• **Problem statement**
Omitting all images, transcribe the entries word for word.

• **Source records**
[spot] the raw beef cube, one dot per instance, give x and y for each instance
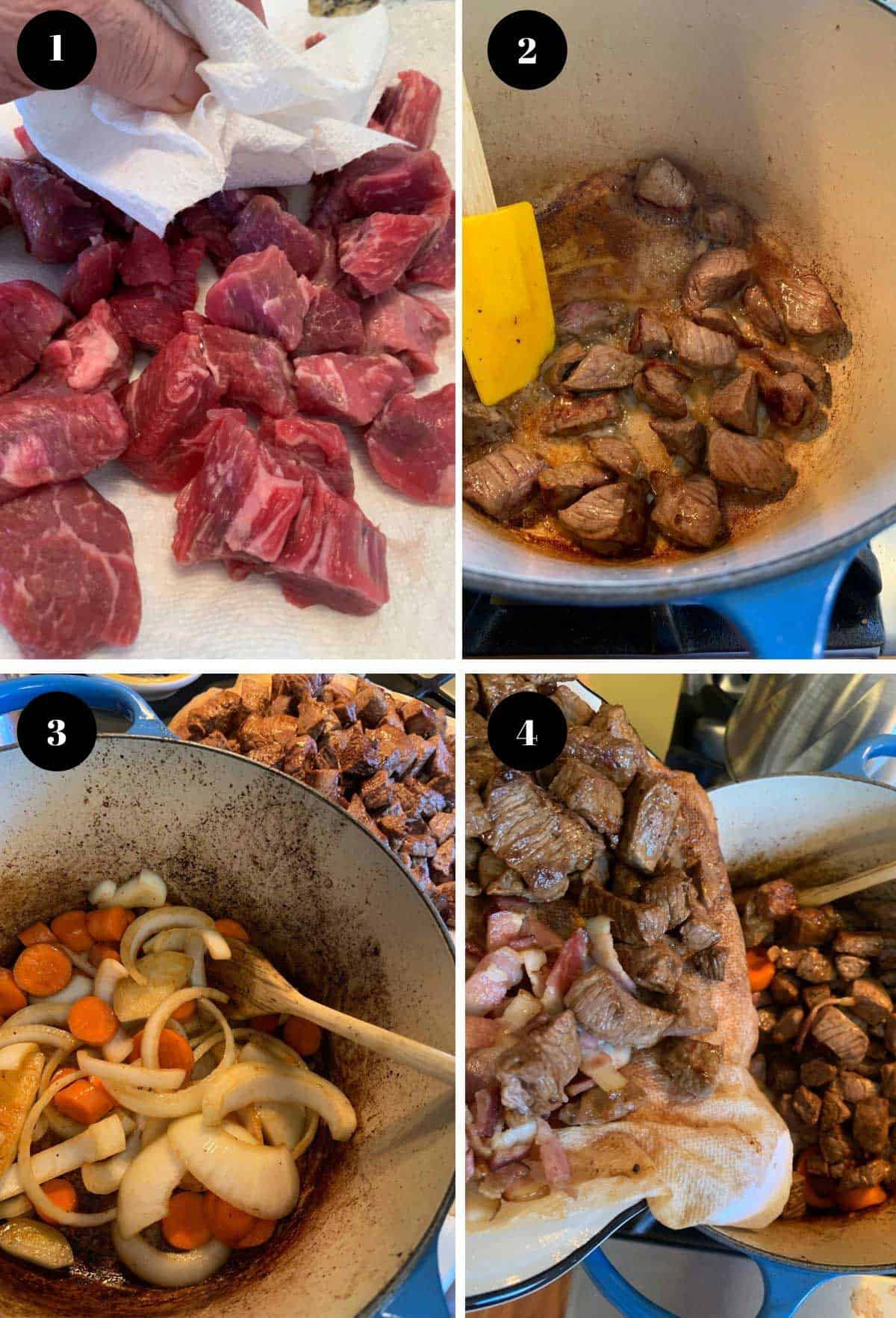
(146, 260)
(318, 443)
(332, 322)
(165, 409)
(344, 388)
(253, 370)
(57, 222)
(264, 224)
(405, 326)
(29, 317)
(93, 276)
(261, 294)
(375, 252)
(67, 576)
(239, 503)
(408, 110)
(411, 446)
(45, 439)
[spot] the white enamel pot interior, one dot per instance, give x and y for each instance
(785, 106)
(335, 911)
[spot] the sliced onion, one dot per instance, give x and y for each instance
(141, 1077)
(160, 1268)
(251, 1082)
(258, 1178)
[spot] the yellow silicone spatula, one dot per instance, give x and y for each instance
(508, 318)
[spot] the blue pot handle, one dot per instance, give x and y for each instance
(784, 1288)
(785, 618)
(96, 692)
(422, 1295)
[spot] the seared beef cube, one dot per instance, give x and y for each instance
(871, 1123)
(563, 485)
(750, 464)
(661, 388)
(535, 1072)
(591, 794)
(617, 454)
(571, 415)
(692, 1066)
(504, 482)
(687, 509)
(649, 334)
(604, 1007)
(610, 520)
(701, 348)
(812, 927)
(836, 1031)
(663, 184)
(808, 306)
(651, 813)
(658, 968)
(759, 308)
(682, 438)
(734, 405)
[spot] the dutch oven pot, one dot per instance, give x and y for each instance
(780, 106)
(336, 914)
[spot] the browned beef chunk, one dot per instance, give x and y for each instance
(591, 794)
(535, 1072)
(604, 1007)
(663, 184)
(759, 308)
(691, 1064)
(651, 813)
(735, 403)
(603, 368)
(808, 306)
(682, 438)
(788, 398)
(701, 348)
(661, 388)
(788, 360)
(715, 277)
(503, 482)
(535, 835)
(563, 485)
(747, 463)
(687, 509)
(571, 415)
(658, 968)
(616, 454)
(610, 521)
(649, 335)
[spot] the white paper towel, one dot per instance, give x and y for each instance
(276, 114)
(196, 616)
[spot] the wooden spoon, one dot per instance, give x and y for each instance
(256, 987)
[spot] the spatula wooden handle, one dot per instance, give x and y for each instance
(479, 194)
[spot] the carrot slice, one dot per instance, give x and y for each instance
(41, 970)
(93, 1020)
(72, 930)
(232, 930)
(184, 1225)
(302, 1035)
(11, 995)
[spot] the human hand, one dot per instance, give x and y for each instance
(140, 57)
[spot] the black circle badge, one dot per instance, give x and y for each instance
(527, 730)
(57, 49)
(527, 49)
(57, 730)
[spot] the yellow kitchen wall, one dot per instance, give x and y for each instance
(650, 700)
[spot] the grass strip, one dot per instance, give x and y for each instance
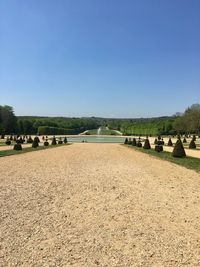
(11, 152)
(187, 162)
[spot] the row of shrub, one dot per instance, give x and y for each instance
(36, 141)
(178, 150)
(46, 130)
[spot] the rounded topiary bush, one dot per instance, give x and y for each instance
(139, 144)
(178, 150)
(170, 142)
(158, 148)
(146, 144)
(134, 143)
(126, 141)
(54, 141)
(192, 144)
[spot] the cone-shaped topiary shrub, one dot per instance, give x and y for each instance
(17, 146)
(158, 148)
(35, 143)
(30, 140)
(60, 141)
(170, 142)
(126, 141)
(8, 142)
(139, 144)
(194, 137)
(184, 140)
(46, 143)
(129, 141)
(179, 150)
(134, 142)
(162, 142)
(37, 139)
(21, 141)
(147, 144)
(54, 141)
(192, 144)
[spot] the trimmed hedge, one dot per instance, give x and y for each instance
(46, 130)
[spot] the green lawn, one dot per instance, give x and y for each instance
(11, 152)
(187, 162)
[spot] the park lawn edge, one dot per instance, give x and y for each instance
(12, 152)
(188, 162)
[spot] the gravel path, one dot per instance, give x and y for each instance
(88, 205)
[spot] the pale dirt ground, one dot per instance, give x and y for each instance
(88, 205)
(189, 152)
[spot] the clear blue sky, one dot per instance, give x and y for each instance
(109, 58)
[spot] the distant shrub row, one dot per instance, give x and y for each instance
(46, 130)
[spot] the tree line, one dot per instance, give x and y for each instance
(185, 123)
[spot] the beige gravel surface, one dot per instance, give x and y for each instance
(97, 205)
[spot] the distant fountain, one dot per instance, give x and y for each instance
(98, 131)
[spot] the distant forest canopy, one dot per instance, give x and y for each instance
(181, 123)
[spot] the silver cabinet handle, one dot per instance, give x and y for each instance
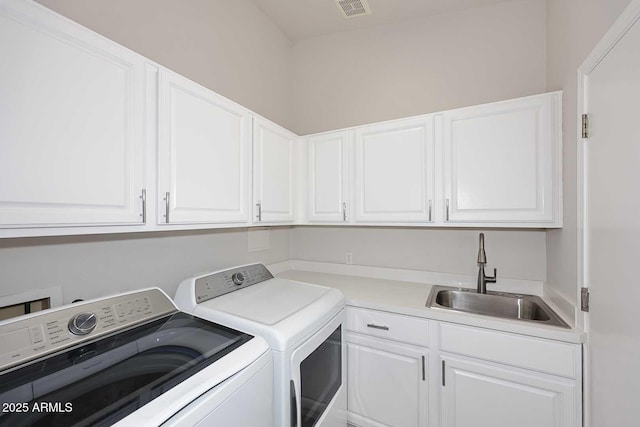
(447, 213)
(443, 374)
(166, 206)
(374, 326)
(143, 198)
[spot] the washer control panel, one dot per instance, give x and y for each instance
(83, 323)
(222, 282)
(29, 337)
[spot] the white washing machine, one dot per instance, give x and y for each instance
(131, 360)
(303, 325)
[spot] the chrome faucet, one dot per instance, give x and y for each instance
(483, 279)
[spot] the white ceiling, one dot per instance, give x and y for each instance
(301, 19)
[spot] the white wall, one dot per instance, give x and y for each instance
(93, 266)
(230, 47)
(419, 66)
(516, 254)
(574, 27)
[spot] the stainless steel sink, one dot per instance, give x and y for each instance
(498, 304)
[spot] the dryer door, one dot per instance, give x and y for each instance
(318, 383)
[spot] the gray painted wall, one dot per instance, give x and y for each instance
(516, 254)
(419, 66)
(93, 266)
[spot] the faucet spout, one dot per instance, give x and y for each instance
(482, 255)
(483, 279)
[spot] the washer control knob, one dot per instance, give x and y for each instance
(83, 323)
(238, 278)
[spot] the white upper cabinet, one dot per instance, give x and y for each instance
(273, 172)
(394, 172)
(204, 170)
(502, 162)
(72, 123)
(328, 179)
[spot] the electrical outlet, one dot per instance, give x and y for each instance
(348, 258)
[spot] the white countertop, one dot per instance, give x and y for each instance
(410, 298)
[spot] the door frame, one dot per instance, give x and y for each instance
(617, 31)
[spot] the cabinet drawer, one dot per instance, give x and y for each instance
(407, 329)
(542, 355)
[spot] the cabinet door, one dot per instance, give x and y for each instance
(394, 171)
(273, 154)
(328, 191)
(386, 383)
(475, 394)
(71, 132)
(204, 154)
(502, 161)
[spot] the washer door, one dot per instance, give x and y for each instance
(102, 382)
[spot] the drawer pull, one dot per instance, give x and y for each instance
(374, 326)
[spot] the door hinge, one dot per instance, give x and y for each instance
(584, 299)
(585, 126)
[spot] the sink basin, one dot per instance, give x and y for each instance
(498, 304)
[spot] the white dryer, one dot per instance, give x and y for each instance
(131, 360)
(303, 325)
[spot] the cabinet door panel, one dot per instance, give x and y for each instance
(394, 171)
(482, 395)
(273, 171)
(71, 141)
(385, 383)
(328, 177)
(500, 161)
(204, 154)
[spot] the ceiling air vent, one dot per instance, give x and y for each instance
(353, 8)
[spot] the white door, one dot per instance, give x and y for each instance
(394, 171)
(611, 220)
(475, 394)
(71, 123)
(328, 191)
(273, 173)
(387, 383)
(501, 161)
(204, 155)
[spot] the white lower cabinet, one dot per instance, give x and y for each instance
(387, 383)
(478, 377)
(478, 394)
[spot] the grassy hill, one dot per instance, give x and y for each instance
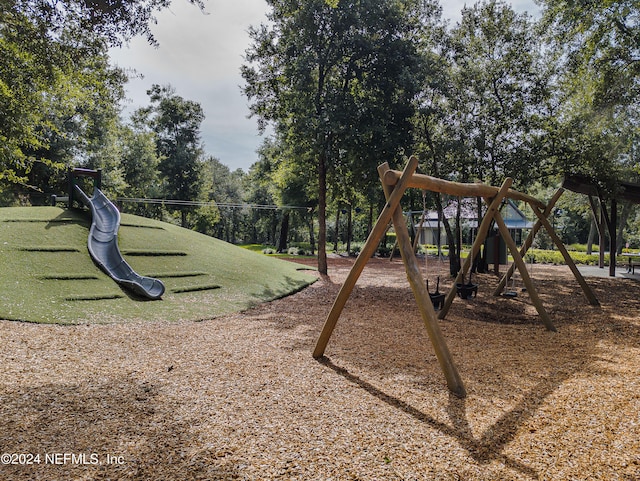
(48, 276)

• **Exercise answer**
[spot] the raw beef cube, one dot per instance, give x and y for each instance
(146, 260)
(318, 443)
(332, 322)
(165, 409)
(344, 388)
(253, 370)
(57, 222)
(264, 224)
(405, 326)
(29, 317)
(93, 276)
(261, 294)
(375, 252)
(67, 576)
(239, 503)
(408, 110)
(411, 446)
(45, 439)
[spot] the white enamel pot interior, one dot per instance, give x and y for each instance
(785, 106)
(335, 911)
[spot] the sliced onion, one dot per instance, give x and y for each instance
(141, 1077)
(160, 1268)
(251, 1082)
(258, 1178)
[spot] the yellow silicone spatula, one dot per instance, give x and y for each instance
(508, 318)
[spot] the blue pot handle, one dot per instance, give x and y for each instance
(784, 1288)
(785, 618)
(96, 692)
(422, 1295)
[spot] the seared beef cube, one dot per instance, give x and y for each instance
(871, 1123)
(563, 485)
(750, 464)
(661, 388)
(535, 1072)
(591, 794)
(617, 454)
(571, 415)
(692, 1066)
(504, 482)
(687, 509)
(649, 334)
(604, 1007)
(610, 520)
(701, 348)
(812, 927)
(836, 1031)
(663, 184)
(808, 306)
(651, 813)
(658, 968)
(759, 308)
(682, 438)
(734, 405)
[spot] the dutch oven pot, one dot per instance, give x and y for each instance
(780, 106)
(336, 914)
[spot] the browned beef chunk, one dot per instance, give x and y for each instance
(591, 794)
(535, 1072)
(604, 1007)
(663, 184)
(759, 308)
(691, 1064)
(651, 813)
(735, 403)
(603, 368)
(808, 306)
(682, 438)
(788, 398)
(701, 348)
(661, 388)
(788, 360)
(715, 277)
(503, 482)
(535, 835)
(563, 485)
(747, 463)
(687, 509)
(571, 415)
(658, 968)
(616, 454)
(610, 521)
(649, 335)
[spot] the white paper towel, one dot per instance, give x and y for each instance
(276, 114)
(196, 616)
[spot] the wooden spoon, one dot per instance, give x and y for each instance
(256, 987)
[spot] the spatula wooden handle, one dot per instance, give x and y for each instance
(479, 194)
[spot] the carrot slice, one dot per instance, give x and y for each instance
(41, 970)
(93, 1020)
(72, 930)
(232, 930)
(184, 1225)
(302, 1035)
(11, 995)
[spot] the human hand, one dot per instance, give x and y for each instance
(140, 57)
[spot] the black circle badge, one dot per instance, give x and y for each instance
(527, 730)
(57, 49)
(527, 49)
(57, 730)
[spot] the yellow kitchen wall, one dot per instance, give x and y for each instance
(650, 700)
[spot] the grass strip, one dot per instance, give x and y for each instance
(11, 152)
(187, 162)
[spot] the row of shrub, one dot per instance, give x and y for each instance
(36, 141)
(178, 150)
(46, 130)
[spot] the rounded topiary bush, one dot per instance, give x and y for each instance
(139, 144)
(178, 150)
(170, 142)
(158, 148)
(146, 144)
(134, 143)
(126, 141)
(54, 141)
(192, 144)
[spot] the cone-shaped topiary shrub, one dot per instance, give x and y for each instance
(17, 146)
(158, 148)
(35, 143)
(30, 140)
(60, 141)
(170, 142)
(126, 141)
(8, 142)
(139, 144)
(194, 137)
(184, 140)
(46, 143)
(129, 141)
(179, 150)
(134, 142)
(162, 142)
(37, 139)
(21, 141)
(147, 144)
(54, 141)
(192, 144)
[spot] the trimmed hedge, one dot per instance, give x and y for each instance
(46, 130)
[spot] the green lawn, one dot per instance, give x and y for each instance
(11, 152)
(187, 162)
[spot] the park lawn edge, one dot per instance, give x and y for each instance
(12, 152)
(188, 162)
[spot] the gravel path, one dot per instance, give x and y for each instance
(88, 205)
[spot] the pale dirt ground, one dot per instance, give x and y for each instance
(88, 205)
(189, 152)
[spot] the clear blue sky, one dot per instance, give x and y for each instance
(109, 58)
[spot] the distant shrub row, one dot per instance, give x and y for each instance
(46, 130)
[spot] the tree line, one dot per instance, give x and y for each instance
(185, 123)
[spot] the beige gravel surface, one dot per instance, give x and y for each instance
(97, 205)
[spot] the distant fountain, one dot per instance, give x and y for each instance
(98, 131)
[spot] the distant forest canopy, one dot per instance, give x and y for each instance
(181, 123)
[spot] the silver cabinet handle, one dot per instance, give x and y for each instance
(447, 213)
(443, 374)
(166, 206)
(374, 326)
(143, 198)
[spot] the washer control panel, one dot per instance, give x and y for each instance
(83, 323)
(222, 282)
(29, 337)
[spot] the white washing machine, one dot per instance, give x and y for each instance
(131, 360)
(303, 325)
[spot] the chrome faucet, one dot per instance, give x and y for each instance
(483, 279)
[spot] the white ceiling, one dot per instance, give x and y for each instance
(301, 19)
[spot] the white wall, one dot per instance, give x and y for each instance
(93, 266)
(230, 47)
(419, 66)
(516, 254)
(574, 27)
[spot] the stainless steel sink, one dot per instance, give x and y for each instance
(498, 304)
[spot] the dryer door, one dot per instance, give x and y for each instance
(318, 383)
[spot] the gray painted wall, one dot per instance, give x and y for each instance
(516, 254)
(419, 66)
(93, 266)
[spot] the faucet spout, one dot per instance, give x and y for each instance
(482, 255)
(483, 279)
[spot] the washer control knob, one dot per instance, give x and y for each instance
(83, 323)
(238, 278)
[spot] the white upper cabinet, one dot per instance, give x and y for each instance
(273, 172)
(394, 172)
(204, 170)
(502, 162)
(72, 123)
(328, 179)
[spot] the electrical outlet, one dot per instance, give x and y for each instance
(348, 258)
[spot] the white countertop, one dot per instance, give x and y for each instance
(410, 298)
[spot] the door frame, one dot per instance, give x and y for each instance
(617, 31)
[spot] the cabinet drawer, one dot per instance, give x and y for each instance
(407, 329)
(542, 355)
[spot] the cabinet door, one dot per instance, give x and y for each instance
(394, 171)
(273, 154)
(328, 191)
(386, 383)
(475, 394)
(71, 132)
(204, 154)
(502, 161)
[spot] the washer door, one dot per instance, give x and y for each instance
(102, 382)
[spot] the drawer pull, one dot per instance, give x and y for each instance
(374, 326)
[spot] the door hinge, one dot per instance, give x and y for each instance
(584, 299)
(585, 126)
[spot] the sink basin, one dot per instance, give x and y for each instance
(498, 304)
[spot] the white dryer, one dot per instance, give x and y for each instance
(131, 360)
(303, 325)
[spot] the cabinet door panel, one dot per instance, give x and y for each instance
(394, 171)
(482, 395)
(273, 171)
(71, 141)
(385, 383)
(328, 177)
(500, 161)
(204, 154)
[spot] the ceiling air vent, one dot per instance, give x and y for each instance
(353, 8)
[spot] the white door, one dot per instance, give x and y for each instance
(394, 171)
(611, 220)
(475, 394)
(71, 123)
(328, 191)
(273, 173)
(387, 383)
(501, 161)
(204, 155)
[spot] the white lower cabinet, one dot per instance, give x and y for each instance
(387, 383)
(478, 377)
(478, 394)
[spot] the grassy hill, one dot per instance, give x and y for each instance
(48, 276)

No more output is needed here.